Stated problem: Rewrite the data below, from the line containing "of the cabinet" down to the end of the data, swapping "wall mirror" for "vanity mirror" and keeping everything else the same.

____ Input for this task

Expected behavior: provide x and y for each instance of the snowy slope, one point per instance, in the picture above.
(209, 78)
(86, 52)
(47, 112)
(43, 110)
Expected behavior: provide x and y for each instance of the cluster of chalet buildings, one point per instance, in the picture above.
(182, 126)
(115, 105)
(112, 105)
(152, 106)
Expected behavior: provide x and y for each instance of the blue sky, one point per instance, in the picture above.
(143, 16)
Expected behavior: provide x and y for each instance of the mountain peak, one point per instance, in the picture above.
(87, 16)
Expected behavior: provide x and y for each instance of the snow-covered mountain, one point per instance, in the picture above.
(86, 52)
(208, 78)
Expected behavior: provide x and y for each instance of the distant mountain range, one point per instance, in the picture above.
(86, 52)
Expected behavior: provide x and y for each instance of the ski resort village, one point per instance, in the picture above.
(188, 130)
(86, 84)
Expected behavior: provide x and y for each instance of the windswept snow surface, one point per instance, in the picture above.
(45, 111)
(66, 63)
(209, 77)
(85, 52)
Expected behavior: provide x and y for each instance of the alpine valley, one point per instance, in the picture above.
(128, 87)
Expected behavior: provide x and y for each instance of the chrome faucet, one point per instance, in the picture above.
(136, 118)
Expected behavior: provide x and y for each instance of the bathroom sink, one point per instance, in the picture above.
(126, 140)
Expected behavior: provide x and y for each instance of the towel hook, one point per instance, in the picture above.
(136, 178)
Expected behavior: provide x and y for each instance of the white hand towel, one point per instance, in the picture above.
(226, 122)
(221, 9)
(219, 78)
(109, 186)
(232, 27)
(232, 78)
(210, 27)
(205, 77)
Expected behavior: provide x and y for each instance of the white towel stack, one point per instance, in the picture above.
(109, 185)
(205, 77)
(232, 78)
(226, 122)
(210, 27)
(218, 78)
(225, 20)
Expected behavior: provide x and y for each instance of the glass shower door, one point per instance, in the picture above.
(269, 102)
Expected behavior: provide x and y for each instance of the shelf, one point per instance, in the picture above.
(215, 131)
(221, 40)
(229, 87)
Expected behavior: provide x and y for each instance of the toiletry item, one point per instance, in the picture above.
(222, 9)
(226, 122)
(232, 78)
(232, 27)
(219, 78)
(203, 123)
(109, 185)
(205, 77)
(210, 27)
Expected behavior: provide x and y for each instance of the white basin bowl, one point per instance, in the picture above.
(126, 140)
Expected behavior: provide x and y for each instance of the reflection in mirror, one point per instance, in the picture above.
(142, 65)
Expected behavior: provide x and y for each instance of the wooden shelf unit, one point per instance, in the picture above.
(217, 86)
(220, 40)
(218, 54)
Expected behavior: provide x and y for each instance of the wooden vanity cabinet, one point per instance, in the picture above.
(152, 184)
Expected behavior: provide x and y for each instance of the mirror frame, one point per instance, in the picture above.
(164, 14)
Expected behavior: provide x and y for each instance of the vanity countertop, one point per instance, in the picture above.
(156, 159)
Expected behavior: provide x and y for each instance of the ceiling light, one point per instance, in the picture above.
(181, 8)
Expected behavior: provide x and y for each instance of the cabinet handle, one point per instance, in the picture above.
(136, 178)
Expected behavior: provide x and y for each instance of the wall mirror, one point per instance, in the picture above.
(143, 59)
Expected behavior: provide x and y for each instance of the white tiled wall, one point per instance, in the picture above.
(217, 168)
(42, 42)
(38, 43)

________

Solution for this exercise:
Expected behavior: provide x and y for each instance of the cabinet handle, one point per instance, in the picture above.
(136, 178)
Expected behavior: provide x and y for each instance of the vanity mirror, one point per instance, in the picture above.
(143, 59)
Expected behavior: provide x and y for each instance of the white tiled wall, one point per instance, in the picture above.
(217, 168)
(42, 42)
(38, 43)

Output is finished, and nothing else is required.